* Start Excerpted records *

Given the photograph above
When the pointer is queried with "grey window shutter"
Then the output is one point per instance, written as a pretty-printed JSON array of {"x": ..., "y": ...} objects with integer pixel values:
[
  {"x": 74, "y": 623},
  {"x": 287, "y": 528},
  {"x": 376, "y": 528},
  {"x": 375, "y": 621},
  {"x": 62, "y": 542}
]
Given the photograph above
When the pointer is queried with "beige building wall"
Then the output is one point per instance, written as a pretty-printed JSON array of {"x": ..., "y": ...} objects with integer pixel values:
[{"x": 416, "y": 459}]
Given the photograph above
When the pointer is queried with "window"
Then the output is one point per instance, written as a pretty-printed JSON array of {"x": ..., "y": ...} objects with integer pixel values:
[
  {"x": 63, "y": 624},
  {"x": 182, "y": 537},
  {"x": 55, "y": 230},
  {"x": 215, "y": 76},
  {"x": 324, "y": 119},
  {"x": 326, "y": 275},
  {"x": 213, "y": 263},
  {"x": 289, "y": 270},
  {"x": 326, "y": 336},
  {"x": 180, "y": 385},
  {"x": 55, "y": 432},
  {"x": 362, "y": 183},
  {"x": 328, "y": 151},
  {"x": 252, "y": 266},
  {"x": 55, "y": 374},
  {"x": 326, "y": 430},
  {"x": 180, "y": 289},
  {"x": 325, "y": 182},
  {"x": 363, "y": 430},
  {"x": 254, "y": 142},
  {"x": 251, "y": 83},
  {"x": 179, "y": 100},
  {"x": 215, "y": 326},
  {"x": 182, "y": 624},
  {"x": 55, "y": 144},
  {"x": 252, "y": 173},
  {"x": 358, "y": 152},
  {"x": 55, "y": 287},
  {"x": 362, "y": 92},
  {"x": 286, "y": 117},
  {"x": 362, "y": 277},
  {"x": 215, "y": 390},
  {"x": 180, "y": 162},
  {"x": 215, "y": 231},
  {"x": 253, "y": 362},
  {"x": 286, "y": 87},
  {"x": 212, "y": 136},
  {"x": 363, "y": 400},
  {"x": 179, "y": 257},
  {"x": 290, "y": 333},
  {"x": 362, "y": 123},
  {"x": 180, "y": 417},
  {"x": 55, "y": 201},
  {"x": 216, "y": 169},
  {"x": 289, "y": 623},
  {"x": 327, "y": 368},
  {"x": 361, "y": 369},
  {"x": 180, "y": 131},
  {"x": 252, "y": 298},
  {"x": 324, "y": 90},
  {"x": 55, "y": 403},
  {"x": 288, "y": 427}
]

* End Excerpted records *

- [Your goal] Retype every line of the listing above without any change.

- [Task solution]
Given the photograph above
When the pointer is queried with "grey window shutter"
Then the output is one point per instance, written as a pretty-printed JSON array of {"x": ..., "y": ...} objects with integer pixel values:
[
  {"x": 74, "y": 623},
  {"x": 287, "y": 528},
  {"x": 376, "y": 528},
  {"x": 375, "y": 621},
  {"x": 62, "y": 542}
]
Given the photograph above
When the pointer is queried with "beige building wall"
Then the output is one point per instance, written as a pretty-printed JSON array of {"x": ..., "y": ...} objects with integer pixel values:
[{"x": 416, "y": 459}]
Given the photograph above
When the pointer is queried with "window"
Then the output is one point per instance, written as a pretty-printed JSON array of {"x": ..., "y": ...} objects with integer pixel values:
[
  {"x": 63, "y": 624},
  {"x": 182, "y": 537},
  {"x": 55, "y": 230},
  {"x": 215, "y": 76},
  {"x": 324, "y": 119},
  {"x": 326, "y": 275},
  {"x": 213, "y": 263},
  {"x": 289, "y": 270},
  {"x": 326, "y": 336},
  {"x": 180, "y": 385},
  {"x": 55, "y": 432},
  {"x": 362, "y": 183},
  {"x": 328, "y": 151},
  {"x": 252, "y": 266},
  {"x": 55, "y": 374},
  {"x": 326, "y": 430},
  {"x": 180, "y": 289},
  {"x": 325, "y": 182},
  {"x": 363, "y": 430},
  {"x": 254, "y": 142},
  {"x": 251, "y": 83},
  {"x": 179, "y": 100},
  {"x": 215, "y": 326},
  {"x": 182, "y": 624},
  {"x": 55, "y": 144},
  {"x": 252, "y": 173},
  {"x": 358, "y": 152},
  {"x": 55, "y": 287},
  {"x": 362, "y": 92},
  {"x": 286, "y": 117},
  {"x": 362, "y": 277},
  {"x": 215, "y": 390},
  {"x": 180, "y": 162},
  {"x": 215, "y": 231},
  {"x": 253, "y": 362},
  {"x": 286, "y": 87},
  {"x": 212, "y": 136},
  {"x": 363, "y": 400},
  {"x": 179, "y": 257},
  {"x": 290, "y": 333},
  {"x": 362, "y": 123},
  {"x": 180, "y": 417},
  {"x": 55, "y": 201},
  {"x": 216, "y": 169},
  {"x": 289, "y": 623},
  {"x": 327, "y": 368},
  {"x": 361, "y": 369},
  {"x": 180, "y": 131},
  {"x": 252, "y": 298},
  {"x": 324, "y": 90},
  {"x": 55, "y": 403},
  {"x": 288, "y": 427}
]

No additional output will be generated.